◆ Exercise details ◆
Copy out the lines below word for word, beginning with the line containing "Task: Where can the dormer window" and ending with the line containing "[[458, 145]]", both included.
─── Records supplied ───
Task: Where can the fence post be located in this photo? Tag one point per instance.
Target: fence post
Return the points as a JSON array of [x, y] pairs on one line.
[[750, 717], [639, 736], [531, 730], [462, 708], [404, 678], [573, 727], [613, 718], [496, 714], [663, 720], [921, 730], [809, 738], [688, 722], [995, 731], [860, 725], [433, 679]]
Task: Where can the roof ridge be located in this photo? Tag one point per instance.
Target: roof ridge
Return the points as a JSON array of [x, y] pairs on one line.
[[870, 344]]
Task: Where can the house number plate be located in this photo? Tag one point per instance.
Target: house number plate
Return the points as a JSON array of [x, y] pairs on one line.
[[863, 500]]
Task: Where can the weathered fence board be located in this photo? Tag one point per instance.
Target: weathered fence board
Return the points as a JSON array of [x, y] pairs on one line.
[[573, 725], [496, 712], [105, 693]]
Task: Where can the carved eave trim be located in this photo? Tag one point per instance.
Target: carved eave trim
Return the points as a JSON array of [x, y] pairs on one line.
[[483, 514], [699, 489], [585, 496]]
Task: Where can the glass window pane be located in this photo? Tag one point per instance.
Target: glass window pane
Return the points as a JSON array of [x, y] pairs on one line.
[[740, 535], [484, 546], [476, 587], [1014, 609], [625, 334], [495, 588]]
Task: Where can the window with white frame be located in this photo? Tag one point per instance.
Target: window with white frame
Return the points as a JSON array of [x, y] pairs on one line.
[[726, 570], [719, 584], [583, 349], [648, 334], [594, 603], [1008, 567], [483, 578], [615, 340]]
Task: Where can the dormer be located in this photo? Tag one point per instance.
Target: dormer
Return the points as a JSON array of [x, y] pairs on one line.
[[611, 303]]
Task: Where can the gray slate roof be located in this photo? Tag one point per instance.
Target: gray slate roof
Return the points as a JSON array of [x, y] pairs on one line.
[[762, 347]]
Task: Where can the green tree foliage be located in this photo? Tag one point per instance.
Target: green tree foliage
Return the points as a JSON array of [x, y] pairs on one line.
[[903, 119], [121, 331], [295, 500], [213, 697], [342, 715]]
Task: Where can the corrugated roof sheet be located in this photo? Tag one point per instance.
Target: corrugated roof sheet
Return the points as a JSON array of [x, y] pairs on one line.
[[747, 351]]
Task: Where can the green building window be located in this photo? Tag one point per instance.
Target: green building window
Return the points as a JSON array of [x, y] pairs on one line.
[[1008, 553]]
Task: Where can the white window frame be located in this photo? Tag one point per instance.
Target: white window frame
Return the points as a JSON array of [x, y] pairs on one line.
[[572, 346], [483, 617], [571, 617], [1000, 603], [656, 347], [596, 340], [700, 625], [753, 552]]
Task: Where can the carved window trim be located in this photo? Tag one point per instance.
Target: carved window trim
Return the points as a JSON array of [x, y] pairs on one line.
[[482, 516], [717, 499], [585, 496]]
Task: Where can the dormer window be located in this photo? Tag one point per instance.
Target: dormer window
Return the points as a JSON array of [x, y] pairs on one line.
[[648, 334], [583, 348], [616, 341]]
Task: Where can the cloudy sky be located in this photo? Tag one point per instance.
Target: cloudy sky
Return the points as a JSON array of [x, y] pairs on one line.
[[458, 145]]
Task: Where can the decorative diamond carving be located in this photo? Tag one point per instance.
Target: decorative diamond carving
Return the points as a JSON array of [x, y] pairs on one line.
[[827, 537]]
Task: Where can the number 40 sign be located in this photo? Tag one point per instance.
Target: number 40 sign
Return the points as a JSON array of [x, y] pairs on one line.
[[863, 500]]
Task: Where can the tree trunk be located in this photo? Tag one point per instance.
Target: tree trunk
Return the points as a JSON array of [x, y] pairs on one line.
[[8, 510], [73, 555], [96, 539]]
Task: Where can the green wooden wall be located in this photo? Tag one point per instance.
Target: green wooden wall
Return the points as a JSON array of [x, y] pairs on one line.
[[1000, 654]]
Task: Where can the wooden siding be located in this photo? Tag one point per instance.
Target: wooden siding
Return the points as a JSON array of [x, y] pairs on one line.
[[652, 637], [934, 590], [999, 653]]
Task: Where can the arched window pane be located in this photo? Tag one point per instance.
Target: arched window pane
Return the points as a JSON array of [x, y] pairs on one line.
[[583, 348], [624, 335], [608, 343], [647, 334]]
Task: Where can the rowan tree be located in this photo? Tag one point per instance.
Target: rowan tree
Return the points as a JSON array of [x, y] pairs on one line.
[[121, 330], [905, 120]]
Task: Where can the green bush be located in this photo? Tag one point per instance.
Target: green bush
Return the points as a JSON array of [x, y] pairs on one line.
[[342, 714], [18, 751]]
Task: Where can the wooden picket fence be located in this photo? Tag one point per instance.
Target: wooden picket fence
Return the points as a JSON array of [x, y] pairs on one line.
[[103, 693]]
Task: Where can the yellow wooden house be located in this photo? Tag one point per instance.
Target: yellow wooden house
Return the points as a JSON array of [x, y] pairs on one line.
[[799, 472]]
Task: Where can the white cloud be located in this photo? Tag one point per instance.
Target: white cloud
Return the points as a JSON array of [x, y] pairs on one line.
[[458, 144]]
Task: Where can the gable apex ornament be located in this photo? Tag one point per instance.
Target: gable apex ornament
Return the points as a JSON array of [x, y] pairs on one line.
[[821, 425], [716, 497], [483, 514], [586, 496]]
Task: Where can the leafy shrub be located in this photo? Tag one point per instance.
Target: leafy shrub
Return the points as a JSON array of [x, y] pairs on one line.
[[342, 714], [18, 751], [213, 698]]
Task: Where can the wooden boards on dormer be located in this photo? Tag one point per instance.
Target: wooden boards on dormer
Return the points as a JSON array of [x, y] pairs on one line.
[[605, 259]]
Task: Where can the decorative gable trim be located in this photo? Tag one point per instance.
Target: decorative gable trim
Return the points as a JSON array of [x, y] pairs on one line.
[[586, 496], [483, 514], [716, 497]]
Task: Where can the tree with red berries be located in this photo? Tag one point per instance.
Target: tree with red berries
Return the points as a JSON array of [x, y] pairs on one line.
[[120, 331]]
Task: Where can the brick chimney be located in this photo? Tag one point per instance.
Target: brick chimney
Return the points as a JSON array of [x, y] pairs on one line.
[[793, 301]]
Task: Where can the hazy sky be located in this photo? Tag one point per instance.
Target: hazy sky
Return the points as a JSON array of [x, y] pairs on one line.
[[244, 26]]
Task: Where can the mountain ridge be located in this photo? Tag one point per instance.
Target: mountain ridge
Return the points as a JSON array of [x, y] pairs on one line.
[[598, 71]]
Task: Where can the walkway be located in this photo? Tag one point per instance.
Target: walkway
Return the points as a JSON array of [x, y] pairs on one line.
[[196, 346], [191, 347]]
───
◆ Written solution ◆
Task: Where can the dormer window be located in this photo? Tag one point per instance.
Target: dormer window
Return the points as a JSON array of [x, y] pairs on one line.
[[648, 334], [583, 348], [616, 341]]
Task: Where can the cloudy sky be located in this photo? Tag one point per instance.
Target: cloudy sky
Return the points as a JSON array of [x, y] pairs on one line.
[[458, 145]]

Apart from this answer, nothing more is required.